- **EXTRAIT DU TEXTE**:
---
Depuis qu’il a soutenu qu’elle change la vie en destin, la Mort est l’un des thèmes centraux de l’oeuvre d’André Malraux. Il était donc juste qu’il en fît quelque part une sorte de fresque. A cet effet, « Lazare », son plus récent texte publié, vient, après « les Chênes qu’on abat… » (récit de son ultime rencontre avec de Gaulle) et « La tête d’obsidienne » (méditation sur le phénomène de l’An et le génie de Picasso, autre grand disparu), prendre place dans « La corde et les souris », second tome du « Miroir des limbes », dont les « Antimémoires » constituent le premier.

Quand Satan réparait sur le monde

La Vistule, vers les années 16, au point de contact des armées allemande et russe. Les premières expérimentations de sulfate d’éthyle bichloré. Sans doute fait-on désormais bien mieux : bombes à billes qui déchiquètent les ventres d’enfants, acides trichlorés qui interdisent pour une génération toute végétation et toute culture… Mais quant à la description d’une fin du monde qu’on nous prépare quasi quotidiennement, je ne connais rien qui égale le tableau de Malraux. Après, Hiroshima, le Vietnam, en une saisissante synthèse : « Sur les hautes graminées tombées, le soleil luit avec le lugubre éclat qu’il a sur le charbon. Quelques rangs de pommiers décomposés ressemblent aux arbres à lichens, leurs feuilles couleur de fumier collées aux branches blafardes. Pommiers taillés par l’homme, tués comme des hommes : morts plus que les autres arbres parce que fertiles (…) Seuls restent verticaux, entre les pommiers, des chardons en touffes, dont boules, épines, feuilles, sont devenues du même roux de fleur prête à tomber en poussière, tandis que leurs tiges ont pris le blanc répugnant des pièces anatomiques dans les bocaux ( …) Une grappe d’abeilles tuées est collée à l’une des tiges comme les grains d’un épi de maïs (…) Une pie passe d’un vol ralenti, ses plumes blanches découpées dans ses ailes noires ; et tombe comme un oiseau de chiffon.
---
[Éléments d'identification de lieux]
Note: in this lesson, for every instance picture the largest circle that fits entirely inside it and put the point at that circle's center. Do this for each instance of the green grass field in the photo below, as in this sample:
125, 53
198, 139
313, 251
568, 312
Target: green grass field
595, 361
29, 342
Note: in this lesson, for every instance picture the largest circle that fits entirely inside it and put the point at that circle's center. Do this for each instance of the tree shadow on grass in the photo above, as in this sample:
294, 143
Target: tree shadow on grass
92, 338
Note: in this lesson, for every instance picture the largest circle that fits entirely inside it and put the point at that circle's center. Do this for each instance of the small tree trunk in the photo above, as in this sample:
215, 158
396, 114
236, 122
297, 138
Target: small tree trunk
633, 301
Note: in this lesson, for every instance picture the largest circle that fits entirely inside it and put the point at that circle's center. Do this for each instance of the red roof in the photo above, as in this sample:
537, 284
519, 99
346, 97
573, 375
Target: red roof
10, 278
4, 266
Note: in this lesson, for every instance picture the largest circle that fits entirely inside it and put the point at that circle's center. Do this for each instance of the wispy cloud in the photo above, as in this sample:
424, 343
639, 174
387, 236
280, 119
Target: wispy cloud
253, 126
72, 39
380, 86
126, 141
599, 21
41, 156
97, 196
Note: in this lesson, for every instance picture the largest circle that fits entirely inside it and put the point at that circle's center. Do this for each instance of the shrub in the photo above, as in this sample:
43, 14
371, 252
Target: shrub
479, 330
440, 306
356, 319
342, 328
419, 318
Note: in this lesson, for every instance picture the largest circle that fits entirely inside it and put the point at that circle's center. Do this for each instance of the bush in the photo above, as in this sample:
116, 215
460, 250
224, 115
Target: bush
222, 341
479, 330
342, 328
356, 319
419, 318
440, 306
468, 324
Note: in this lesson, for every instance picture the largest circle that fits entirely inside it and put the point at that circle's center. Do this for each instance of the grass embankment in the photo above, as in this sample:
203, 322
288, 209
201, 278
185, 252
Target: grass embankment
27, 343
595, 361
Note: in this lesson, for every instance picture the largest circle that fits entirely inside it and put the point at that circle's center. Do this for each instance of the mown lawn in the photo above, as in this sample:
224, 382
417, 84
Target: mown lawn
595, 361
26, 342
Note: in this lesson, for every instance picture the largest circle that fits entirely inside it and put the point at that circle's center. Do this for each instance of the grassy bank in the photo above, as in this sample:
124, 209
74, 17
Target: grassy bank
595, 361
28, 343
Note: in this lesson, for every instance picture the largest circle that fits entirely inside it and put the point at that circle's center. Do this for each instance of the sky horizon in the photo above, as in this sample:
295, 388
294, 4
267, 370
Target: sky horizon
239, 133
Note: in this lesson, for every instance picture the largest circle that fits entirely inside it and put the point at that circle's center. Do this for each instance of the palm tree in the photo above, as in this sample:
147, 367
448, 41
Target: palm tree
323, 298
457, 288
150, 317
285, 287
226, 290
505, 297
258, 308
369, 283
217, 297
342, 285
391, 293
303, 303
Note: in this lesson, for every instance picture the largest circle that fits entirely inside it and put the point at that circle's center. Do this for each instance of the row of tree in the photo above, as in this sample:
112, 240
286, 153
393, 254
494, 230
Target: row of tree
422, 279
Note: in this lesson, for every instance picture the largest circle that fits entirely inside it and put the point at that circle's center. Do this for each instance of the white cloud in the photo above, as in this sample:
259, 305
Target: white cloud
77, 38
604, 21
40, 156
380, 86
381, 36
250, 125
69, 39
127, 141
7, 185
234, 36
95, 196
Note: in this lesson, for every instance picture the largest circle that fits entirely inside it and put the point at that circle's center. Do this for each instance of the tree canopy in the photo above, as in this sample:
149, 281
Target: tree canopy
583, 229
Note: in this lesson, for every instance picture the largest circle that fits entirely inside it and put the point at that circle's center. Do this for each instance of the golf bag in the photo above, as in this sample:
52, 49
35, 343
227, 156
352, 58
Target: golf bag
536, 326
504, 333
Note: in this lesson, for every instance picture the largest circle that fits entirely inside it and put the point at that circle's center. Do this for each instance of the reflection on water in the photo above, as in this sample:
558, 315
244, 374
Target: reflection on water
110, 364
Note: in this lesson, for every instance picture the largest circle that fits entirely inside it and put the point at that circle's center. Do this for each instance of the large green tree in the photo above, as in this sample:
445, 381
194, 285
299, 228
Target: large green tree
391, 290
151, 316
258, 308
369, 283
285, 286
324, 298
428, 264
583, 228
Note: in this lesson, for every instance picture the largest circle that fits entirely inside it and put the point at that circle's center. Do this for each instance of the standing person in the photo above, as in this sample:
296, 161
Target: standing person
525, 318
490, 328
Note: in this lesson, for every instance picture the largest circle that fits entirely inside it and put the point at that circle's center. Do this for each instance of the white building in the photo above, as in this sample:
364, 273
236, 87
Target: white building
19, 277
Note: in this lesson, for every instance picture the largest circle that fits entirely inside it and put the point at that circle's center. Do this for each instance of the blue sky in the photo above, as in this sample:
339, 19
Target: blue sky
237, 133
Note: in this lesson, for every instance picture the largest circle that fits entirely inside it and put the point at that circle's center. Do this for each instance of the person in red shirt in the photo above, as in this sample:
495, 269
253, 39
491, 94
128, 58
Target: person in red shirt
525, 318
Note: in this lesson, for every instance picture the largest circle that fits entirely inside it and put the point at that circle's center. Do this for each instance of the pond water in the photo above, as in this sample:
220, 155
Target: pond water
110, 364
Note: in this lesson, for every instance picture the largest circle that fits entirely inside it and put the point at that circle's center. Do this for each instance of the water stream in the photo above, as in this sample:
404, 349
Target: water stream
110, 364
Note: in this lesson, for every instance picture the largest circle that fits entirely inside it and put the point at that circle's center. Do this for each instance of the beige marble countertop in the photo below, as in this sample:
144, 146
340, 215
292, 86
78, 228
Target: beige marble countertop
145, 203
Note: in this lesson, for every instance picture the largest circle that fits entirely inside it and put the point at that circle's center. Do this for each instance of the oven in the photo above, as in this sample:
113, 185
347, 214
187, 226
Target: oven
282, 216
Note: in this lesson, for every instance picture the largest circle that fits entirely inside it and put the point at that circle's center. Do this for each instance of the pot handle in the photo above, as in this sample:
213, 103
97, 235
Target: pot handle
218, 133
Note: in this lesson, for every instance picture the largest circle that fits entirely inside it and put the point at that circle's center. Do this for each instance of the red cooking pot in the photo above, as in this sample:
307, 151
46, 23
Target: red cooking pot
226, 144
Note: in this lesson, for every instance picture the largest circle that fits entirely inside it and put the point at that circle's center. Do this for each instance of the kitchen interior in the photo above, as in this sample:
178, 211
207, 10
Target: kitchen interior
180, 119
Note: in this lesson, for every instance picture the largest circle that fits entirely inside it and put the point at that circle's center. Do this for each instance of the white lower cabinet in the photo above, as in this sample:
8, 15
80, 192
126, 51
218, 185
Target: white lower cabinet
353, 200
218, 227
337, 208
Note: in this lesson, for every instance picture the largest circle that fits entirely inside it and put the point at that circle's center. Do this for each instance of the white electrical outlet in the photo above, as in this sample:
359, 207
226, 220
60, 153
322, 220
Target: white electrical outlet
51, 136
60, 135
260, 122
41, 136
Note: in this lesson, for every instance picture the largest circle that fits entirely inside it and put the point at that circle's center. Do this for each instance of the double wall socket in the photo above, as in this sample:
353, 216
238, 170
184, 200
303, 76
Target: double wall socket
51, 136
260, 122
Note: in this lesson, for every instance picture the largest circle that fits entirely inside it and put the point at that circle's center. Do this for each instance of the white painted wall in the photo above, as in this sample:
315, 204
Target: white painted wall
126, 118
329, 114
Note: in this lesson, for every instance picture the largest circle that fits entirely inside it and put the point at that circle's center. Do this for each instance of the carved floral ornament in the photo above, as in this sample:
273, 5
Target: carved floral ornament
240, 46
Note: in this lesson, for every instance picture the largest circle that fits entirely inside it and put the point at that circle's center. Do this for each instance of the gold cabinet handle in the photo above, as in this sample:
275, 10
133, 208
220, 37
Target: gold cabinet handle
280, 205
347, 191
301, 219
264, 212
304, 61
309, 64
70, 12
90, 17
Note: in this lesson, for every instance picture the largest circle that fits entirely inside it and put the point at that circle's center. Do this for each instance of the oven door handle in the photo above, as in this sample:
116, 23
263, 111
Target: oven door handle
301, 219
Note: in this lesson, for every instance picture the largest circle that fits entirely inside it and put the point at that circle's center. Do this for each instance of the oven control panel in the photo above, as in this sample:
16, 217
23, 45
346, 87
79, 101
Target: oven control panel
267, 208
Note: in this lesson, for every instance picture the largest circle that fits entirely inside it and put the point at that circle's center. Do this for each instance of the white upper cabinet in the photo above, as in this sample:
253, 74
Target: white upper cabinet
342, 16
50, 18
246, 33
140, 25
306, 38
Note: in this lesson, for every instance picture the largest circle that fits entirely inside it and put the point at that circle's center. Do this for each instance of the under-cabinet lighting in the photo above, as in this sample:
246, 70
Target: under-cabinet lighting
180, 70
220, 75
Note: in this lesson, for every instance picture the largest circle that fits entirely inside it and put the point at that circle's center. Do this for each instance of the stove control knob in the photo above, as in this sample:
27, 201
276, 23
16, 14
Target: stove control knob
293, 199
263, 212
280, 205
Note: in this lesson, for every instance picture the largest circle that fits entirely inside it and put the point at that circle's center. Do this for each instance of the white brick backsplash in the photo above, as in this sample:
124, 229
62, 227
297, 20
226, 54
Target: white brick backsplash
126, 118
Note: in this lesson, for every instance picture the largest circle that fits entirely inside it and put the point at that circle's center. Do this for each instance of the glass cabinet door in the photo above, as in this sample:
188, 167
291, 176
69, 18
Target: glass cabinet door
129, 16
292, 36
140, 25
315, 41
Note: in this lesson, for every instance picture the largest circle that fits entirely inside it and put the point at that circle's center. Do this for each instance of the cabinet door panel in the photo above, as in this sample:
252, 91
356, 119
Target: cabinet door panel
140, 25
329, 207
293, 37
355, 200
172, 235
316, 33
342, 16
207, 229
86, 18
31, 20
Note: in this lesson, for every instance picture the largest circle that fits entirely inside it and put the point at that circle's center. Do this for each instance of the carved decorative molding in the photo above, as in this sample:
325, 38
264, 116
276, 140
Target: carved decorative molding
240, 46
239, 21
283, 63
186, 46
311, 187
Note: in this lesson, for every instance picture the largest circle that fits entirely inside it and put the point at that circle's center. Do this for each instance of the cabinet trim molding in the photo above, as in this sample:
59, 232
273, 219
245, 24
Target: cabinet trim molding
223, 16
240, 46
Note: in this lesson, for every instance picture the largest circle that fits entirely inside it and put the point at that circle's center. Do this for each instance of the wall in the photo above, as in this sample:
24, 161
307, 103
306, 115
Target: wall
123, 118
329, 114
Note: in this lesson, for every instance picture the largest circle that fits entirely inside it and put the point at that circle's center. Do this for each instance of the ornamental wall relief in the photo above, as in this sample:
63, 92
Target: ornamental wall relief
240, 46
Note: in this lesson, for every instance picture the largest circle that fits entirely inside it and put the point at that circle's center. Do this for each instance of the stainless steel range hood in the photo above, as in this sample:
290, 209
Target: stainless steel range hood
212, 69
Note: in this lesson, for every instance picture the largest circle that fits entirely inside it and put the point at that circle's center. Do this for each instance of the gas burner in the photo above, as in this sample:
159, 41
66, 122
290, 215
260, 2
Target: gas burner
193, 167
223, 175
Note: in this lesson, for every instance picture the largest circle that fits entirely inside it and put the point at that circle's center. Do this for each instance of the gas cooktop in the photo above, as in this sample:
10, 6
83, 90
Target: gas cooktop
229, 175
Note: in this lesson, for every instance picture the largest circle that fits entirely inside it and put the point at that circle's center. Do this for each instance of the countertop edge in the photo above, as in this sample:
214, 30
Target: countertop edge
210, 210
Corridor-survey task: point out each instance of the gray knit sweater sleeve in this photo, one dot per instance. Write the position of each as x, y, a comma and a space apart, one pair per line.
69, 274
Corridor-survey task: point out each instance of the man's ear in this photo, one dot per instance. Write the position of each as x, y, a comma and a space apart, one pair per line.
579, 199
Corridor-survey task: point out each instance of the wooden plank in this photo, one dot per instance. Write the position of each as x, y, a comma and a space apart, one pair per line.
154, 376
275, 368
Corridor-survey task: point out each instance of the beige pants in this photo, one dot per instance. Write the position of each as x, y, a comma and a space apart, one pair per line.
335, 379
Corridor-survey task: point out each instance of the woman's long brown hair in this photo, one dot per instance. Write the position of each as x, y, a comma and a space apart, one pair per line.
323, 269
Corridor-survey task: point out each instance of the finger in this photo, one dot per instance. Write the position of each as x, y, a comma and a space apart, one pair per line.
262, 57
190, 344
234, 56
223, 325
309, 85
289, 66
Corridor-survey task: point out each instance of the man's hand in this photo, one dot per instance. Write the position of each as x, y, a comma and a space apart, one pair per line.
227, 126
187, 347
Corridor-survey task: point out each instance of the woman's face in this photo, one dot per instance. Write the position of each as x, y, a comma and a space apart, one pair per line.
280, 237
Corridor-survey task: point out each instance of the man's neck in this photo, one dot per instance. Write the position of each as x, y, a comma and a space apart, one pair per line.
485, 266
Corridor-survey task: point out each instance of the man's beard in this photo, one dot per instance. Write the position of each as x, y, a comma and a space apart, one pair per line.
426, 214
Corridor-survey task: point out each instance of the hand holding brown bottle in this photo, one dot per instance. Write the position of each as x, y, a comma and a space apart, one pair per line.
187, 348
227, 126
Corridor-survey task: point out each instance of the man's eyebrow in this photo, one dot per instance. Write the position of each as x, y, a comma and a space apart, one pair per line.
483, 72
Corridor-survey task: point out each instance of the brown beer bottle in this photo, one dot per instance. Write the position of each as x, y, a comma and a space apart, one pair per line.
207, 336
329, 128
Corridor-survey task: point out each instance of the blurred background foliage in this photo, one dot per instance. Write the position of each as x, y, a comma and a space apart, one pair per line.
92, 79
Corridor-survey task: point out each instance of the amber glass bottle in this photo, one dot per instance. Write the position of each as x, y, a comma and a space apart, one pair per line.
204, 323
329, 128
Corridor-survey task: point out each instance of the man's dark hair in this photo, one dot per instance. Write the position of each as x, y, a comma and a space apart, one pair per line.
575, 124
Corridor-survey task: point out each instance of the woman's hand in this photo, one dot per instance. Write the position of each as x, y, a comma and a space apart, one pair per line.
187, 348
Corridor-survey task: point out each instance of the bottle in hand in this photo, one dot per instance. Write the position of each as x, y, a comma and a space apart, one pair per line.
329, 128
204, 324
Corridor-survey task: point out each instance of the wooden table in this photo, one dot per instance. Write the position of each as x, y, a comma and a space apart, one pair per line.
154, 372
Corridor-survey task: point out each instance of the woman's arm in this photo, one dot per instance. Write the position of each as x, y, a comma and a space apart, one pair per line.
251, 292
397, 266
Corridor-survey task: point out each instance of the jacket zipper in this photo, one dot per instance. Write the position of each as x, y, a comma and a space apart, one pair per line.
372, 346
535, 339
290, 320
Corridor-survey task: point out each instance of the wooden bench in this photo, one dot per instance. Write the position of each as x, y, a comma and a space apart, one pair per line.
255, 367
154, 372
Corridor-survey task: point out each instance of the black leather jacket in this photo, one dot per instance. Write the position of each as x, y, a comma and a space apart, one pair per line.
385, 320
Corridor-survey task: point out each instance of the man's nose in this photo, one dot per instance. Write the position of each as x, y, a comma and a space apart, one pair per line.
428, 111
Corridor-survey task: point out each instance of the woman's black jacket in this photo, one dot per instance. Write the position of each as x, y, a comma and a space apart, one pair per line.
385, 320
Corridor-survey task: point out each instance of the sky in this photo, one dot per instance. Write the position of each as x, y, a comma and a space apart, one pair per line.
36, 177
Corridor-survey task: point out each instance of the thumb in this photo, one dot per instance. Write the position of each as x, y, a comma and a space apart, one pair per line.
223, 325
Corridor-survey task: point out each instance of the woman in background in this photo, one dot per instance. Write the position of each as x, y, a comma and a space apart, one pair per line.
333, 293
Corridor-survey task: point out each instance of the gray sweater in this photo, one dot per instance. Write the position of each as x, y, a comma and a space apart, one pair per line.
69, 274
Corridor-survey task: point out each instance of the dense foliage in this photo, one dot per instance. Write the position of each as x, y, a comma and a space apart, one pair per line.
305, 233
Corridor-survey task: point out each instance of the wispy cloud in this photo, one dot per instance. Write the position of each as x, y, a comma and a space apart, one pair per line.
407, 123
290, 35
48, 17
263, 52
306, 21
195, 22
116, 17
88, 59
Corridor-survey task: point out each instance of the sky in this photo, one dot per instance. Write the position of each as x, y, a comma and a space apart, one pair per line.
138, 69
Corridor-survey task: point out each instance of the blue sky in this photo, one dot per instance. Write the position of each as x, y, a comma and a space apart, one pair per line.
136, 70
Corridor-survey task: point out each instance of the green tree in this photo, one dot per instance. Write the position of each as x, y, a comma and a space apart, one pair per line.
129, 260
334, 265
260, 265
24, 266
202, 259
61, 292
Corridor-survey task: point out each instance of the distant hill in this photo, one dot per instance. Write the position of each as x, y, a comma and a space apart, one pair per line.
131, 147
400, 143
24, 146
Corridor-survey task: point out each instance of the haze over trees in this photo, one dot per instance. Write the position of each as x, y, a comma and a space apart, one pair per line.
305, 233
---
- **TÂCHES**:
- 1) D'après l'extrait, pourquoi était-il juste que Malraux consacre à la Mort une sorte de fresque ? Répondez en une à trois phrases.
- 2) Recopiez dans l'extrait tout ce qui va de « Depuis qu’il a » jusqu'à « constituent le premier. ».
- 3) Relevez tous les titres d'œuvres de Malraux mentionnés dans l'extrait.

- **RÉPONSES**:
- 1) Parce que la Mort est l'un des thèmes centraux de l'œuvre de Malraux, depuis qu'il a soutenu qu'elle change la vie en destin.

- 2)
Depuis qu’il a soutenu qu’elle change la vie en destin, la Mort est l’un des thèmes centraux de l’oeuvre d’André Malraux. Il était donc juste qu’il en fît quelque part une sorte de fresque. A cet effet, « Lazare », son plus récent texte publié, vient, après « les Chênes qu’on abat… » (récit de son ultime rencontre avec de Gaulle) et « La tête d’obsidienne » (méditation sur le phénomène de l’An et le génie de Picasso, autre grand disparu), prendre place dans « La corde et les souris », second tome du « Miroir des limbes », dont les « Antimémoires » constituent le premier.

- 3)
- « Lazare »
- « les Chênes qu'on abat… »
- « La tête d'obsidienne »
- « La corde et les souris »
- « Miroir des limbes »
- « Antimémoires »